PROBLEM:
Rewrite all of the entries below as one numbered list with one line per item, skipping blank lines and leaving out the pictures.

DATA FOR THIS EXERCISE:
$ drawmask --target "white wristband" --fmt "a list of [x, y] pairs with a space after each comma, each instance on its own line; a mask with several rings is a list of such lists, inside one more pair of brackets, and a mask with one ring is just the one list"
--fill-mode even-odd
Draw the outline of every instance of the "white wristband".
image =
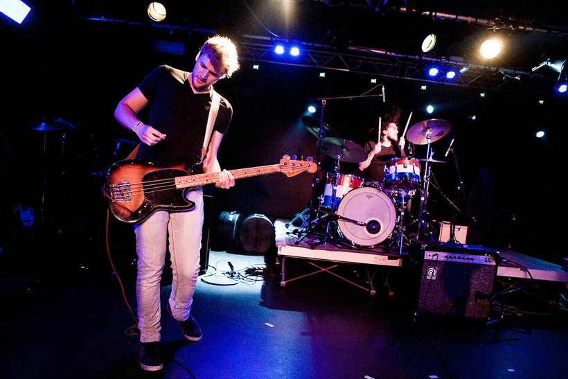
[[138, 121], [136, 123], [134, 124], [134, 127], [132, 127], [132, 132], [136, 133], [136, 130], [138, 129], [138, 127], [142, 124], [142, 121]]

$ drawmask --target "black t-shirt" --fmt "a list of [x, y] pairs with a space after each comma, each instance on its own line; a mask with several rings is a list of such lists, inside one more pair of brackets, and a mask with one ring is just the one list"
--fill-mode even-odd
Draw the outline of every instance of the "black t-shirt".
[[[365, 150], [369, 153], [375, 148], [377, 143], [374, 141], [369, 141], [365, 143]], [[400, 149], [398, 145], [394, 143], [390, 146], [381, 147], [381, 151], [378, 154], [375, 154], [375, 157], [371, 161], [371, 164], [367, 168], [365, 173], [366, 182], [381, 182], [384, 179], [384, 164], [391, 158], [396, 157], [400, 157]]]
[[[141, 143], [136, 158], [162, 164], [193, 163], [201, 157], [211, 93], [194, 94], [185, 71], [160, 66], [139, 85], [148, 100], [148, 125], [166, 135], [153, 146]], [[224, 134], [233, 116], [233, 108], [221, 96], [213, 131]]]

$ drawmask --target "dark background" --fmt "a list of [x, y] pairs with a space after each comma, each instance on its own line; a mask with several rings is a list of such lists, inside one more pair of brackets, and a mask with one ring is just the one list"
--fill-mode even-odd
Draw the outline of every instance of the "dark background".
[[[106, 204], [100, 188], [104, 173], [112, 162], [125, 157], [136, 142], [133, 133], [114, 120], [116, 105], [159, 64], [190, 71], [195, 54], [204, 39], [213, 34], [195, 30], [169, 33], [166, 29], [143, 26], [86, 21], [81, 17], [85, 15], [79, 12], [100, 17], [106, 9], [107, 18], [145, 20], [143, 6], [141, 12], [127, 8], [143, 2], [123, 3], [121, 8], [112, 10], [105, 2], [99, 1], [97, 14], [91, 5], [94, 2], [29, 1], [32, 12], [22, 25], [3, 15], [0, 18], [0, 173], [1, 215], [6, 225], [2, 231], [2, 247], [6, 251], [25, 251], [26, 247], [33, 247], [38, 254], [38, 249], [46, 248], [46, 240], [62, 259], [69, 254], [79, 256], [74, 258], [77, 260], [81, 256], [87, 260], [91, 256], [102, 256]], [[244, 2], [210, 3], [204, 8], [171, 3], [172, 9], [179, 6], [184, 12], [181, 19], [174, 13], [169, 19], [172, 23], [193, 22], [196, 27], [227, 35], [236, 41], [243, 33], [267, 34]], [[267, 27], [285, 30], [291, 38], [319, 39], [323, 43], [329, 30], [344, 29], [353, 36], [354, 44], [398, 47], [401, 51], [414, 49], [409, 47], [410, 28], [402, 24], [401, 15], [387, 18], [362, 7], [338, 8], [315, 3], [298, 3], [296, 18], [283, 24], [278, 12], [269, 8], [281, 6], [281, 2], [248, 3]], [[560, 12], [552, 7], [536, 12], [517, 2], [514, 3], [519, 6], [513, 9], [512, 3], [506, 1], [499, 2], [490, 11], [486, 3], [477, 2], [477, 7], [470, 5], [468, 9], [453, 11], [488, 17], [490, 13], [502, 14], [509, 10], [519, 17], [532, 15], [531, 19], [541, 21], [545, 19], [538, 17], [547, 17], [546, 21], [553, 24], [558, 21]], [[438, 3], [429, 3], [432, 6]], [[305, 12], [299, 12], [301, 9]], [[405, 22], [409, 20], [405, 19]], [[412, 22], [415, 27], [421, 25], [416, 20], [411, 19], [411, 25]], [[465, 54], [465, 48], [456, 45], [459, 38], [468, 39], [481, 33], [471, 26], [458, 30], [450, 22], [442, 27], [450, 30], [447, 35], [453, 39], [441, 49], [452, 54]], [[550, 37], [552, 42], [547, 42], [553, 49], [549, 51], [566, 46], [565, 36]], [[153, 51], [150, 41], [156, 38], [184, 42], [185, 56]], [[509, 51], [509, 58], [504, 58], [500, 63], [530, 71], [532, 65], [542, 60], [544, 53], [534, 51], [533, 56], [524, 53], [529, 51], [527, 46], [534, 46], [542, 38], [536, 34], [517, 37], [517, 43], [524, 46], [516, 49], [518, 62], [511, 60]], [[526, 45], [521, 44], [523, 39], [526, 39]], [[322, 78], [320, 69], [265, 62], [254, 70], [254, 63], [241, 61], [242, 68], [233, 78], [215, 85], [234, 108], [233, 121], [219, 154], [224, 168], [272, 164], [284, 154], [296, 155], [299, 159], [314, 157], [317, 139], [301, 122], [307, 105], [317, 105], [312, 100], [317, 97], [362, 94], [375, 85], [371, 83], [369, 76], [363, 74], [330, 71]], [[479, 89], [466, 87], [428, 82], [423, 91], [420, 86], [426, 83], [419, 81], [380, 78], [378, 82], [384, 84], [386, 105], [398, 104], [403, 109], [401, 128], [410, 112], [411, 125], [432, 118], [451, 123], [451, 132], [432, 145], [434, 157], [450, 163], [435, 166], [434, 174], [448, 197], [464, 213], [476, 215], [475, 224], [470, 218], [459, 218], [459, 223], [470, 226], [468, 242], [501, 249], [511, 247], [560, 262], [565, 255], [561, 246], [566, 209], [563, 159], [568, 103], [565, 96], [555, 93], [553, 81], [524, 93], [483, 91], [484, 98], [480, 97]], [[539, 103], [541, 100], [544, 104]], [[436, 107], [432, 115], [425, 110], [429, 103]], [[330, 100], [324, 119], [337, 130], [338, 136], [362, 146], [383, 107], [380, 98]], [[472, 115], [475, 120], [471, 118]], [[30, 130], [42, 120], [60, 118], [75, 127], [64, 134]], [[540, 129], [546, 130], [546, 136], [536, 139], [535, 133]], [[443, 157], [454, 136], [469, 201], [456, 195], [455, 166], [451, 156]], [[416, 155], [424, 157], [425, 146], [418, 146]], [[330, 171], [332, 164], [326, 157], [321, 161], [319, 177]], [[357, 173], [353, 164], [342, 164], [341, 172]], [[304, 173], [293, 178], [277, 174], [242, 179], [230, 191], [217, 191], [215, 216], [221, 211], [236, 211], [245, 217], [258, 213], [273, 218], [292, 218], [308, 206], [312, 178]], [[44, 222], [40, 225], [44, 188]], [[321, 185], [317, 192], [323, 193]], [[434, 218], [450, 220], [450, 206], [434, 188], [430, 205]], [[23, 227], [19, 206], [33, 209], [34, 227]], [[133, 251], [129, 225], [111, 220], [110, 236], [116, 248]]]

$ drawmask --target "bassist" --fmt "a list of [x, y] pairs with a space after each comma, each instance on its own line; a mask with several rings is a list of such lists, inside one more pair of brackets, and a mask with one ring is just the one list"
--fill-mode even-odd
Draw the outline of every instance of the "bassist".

TASK SOLUTION:
1. $ drawmask --target "white wristband" --fmt "a list of [x, y] pairs with a space after each comma, each instance on its own line; a mask with several rings is a list of such lists, inside one more pair of brackets, and a mask with one ring is just the one list"
2. --fill-mode even-odd
3. Draw the outline of every instance of the "white wristband".
4. image =
5. [[138, 121], [136, 123], [134, 124], [134, 127], [132, 127], [132, 132], [136, 133], [136, 130], [138, 129], [138, 127], [142, 124], [142, 121]]
6. $ drawmask --target "black t-shirt" --fmt "a list of [x, y] pairs with a space after each comma, each instance on its own line; a mask with several rings is a list of such lists, inside one more pair of brackets, and a mask with one ring is just the one list"
7. --fill-mode even-odd
8. Draw the outline of every instance of the "black t-shirt".
9. [[[365, 150], [369, 153], [375, 148], [377, 143], [374, 141], [369, 141], [365, 143]], [[400, 149], [398, 145], [394, 143], [390, 146], [381, 147], [381, 151], [378, 154], [375, 154], [375, 157], [371, 161], [371, 164], [367, 168], [365, 173], [366, 182], [381, 182], [384, 179], [384, 164], [391, 158], [396, 157], [400, 157]]]
10. [[[141, 143], [136, 158], [162, 164], [193, 163], [201, 157], [211, 93], [194, 94], [185, 71], [160, 66], [139, 85], [148, 100], [148, 125], [166, 135], [153, 146]], [[224, 134], [233, 116], [233, 108], [221, 96], [213, 131]]]
11. $ drawmask --target "dark background" --fmt "a list of [x, y] pairs with a space after each comma, each instance on its own line; a mask with several rings is a list of such lists, inside one more pair of brackets, and a mask with one ring is just the one list"
12. --fill-mode even-odd
13. Draw the outline of every instance of the "dark background".
14. [[[106, 204], [100, 188], [104, 173], [112, 162], [125, 157], [136, 142], [133, 133], [114, 120], [116, 105], [159, 64], [190, 71], [195, 54], [204, 39], [213, 34], [195, 30], [169, 33], [166, 29], [143, 26], [86, 21], [81, 17], [85, 15], [79, 12], [100, 17], [106, 9], [107, 18], [145, 20], [143, 6], [141, 12], [127, 8], [143, 2], [123, 3], [121, 8], [112, 10], [105, 2], [99, 1], [97, 14], [91, 5], [94, 2], [29, 1], [32, 12], [22, 25], [3, 15], [0, 18], [0, 173], [1, 215], [6, 225], [2, 231], [2, 247], [6, 251], [25, 251], [26, 247], [33, 247], [38, 254], [38, 249], [46, 248], [46, 240], [62, 259], [69, 254], [79, 256], [74, 258], [77, 260], [81, 256], [87, 260], [91, 256], [102, 256]], [[244, 2], [210, 3], [204, 8], [171, 3], [172, 9], [179, 6], [184, 12], [181, 19], [174, 13], [169, 19], [172, 23], [193, 22], [196, 27], [227, 35], [236, 41], [243, 33], [267, 34]], [[267, 27], [285, 30], [291, 38], [319, 39], [323, 43], [329, 30], [344, 29], [353, 36], [354, 44], [398, 47], [401, 51], [414, 49], [409, 47], [410, 28], [402, 24], [401, 15], [387, 18], [362, 7], [338, 8], [315, 3], [298, 3], [296, 18], [283, 24], [278, 12], [269, 8], [281, 6], [281, 2], [248, 3]], [[560, 12], [552, 7], [536, 12], [517, 2], [514, 3], [519, 6], [513, 9], [512, 3], [506, 1], [499, 2], [490, 11], [486, 3], [477, 2], [477, 7], [470, 5], [468, 9], [453, 11], [488, 17], [490, 13], [502, 14], [509, 10], [519, 17], [532, 15], [531, 19], [541, 21], [545, 19], [538, 17], [547, 17], [546, 21], [553, 24], [558, 21]], [[438, 3], [429, 3], [432, 6]], [[305, 12], [299, 12], [301, 9]], [[405, 22], [409, 20], [405, 19]], [[412, 22], [415, 27], [421, 25], [416, 20], [411, 19], [411, 25]], [[465, 54], [465, 48], [456, 45], [459, 38], [468, 39], [481, 33], [471, 26], [458, 30], [450, 22], [442, 27], [450, 30], [447, 35], [453, 39], [441, 49], [452, 54]], [[550, 37], [552, 42], [547, 42], [553, 49], [549, 51], [566, 46], [565, 36]], [[153, 51], [150, 41], [156, 38], [184, 42], [185, 56]], [[509, 51], [509, 58], [504, 58], [500, 63], [530, 71], [532, 65], [542, 60], [544, 53], [534, 51], [533, 56], [524, 53], [529, 51], [527, 46], [534, 46], [542, 38], [536, 34], [517, 37], [517, 43], [524, 46], [516, 49], [518, 62], [511, 60]], [[526, 45], [521, 44], [523, 39], [526, 39]], [[322, 78], [320, 69], [265, 62], [254, 70], [254, 63], [241, 61], [242, 68], [233, 78], [215, 85], [234, 108], [233, 121], [219, 154], [224, 168], [272, 164], [284, 154], [296, 155], [299, 159], [314, 157], [317, 139], [301, 122], [307, 105], [317, 105], [312, 100], [317, 97], [362, 94], [375, 85], [371, 83], [369, 76], [363, 74], [330, 71]], [[479, 89], [466, 87], [428, 82], [423, 91], [420, 86], [426, 83], [419, 81], [380, 78], [378, 82], [384, 84], [386, 105], [398, 104], [403, 109], [401, 128], [410, 112], [411, 125], [432, 118], [451, 123], [451, 132], [432, 145], [434, 157], [450, 163], [435, 166], [434, 174], [448, 197], [464, 213], [476, 215], [475, 224], [470, 218], [459, 218], [459, 223], [470, 226], [468, 242], [501, 249], [511, 247], [560, 262], [565, 255], [561, 246], [566, 209], [563, 159], [568, 103], [565, 96], [555, 93], [553, 81], [524, 93], [483, 91], [484, 98], [480, 97]], [[539, 103], [541, 100], [544, 104]], [[436, 107], [432, 115], [425, 110], [429, 103]], [[330, 100], [324, 119], [337, 130], [338, 136], [362, 146], [383, 107], [380, 98]], [[472, 115], [475, 120], [471, 118]], [[30, 130], [42, 120], [60, 118], [75, 127], [64, 134]], [[540, 129], [546, 130], [546, 136], [536, 139], [535, 133]], [[443, 157], [454, 136], [469, 201], [456, 195], [455, 166], [451, 156]], [[416, 155], [424, 157], [425, 146], [418, 146]], [[330, 171], [332, 164], [326, 157], [321, 161], [319, 177]], [[357, 173], [353, 164], [342, 164], [341, 172]], [[304, 173], [293, 178], [277, 174], [242, 179], [230, 191], [217, 191], [215, 216], [221, 211], [236, 211], [245, 217], [258, 213], [273, 218], [292, 218], [308, 206], [312, 178]], [[44, 222], [40, 225], [44, 188]], [[321, 185], [317, 192], [323, 193]], [[434, 218], [450, 220], [450, 206], [434, 188], [430, 205]], [[23, 227], [19, 206], [33, 209], [34, 227]], [[133, 251], [129, 225], [111, 220], [110, 236], [116, 248]]]
15. $ drawmask --target "bassist" --fmt "a list of [x, y] pairs with a space after each comma, each instance on its own line; a mask with several rings is a list of such lists, inside one more pair of brackets, and a mask with one ring is just the one list"
16. --fill-mode even-odd
17. Draw the outline of every instance of the "bassist".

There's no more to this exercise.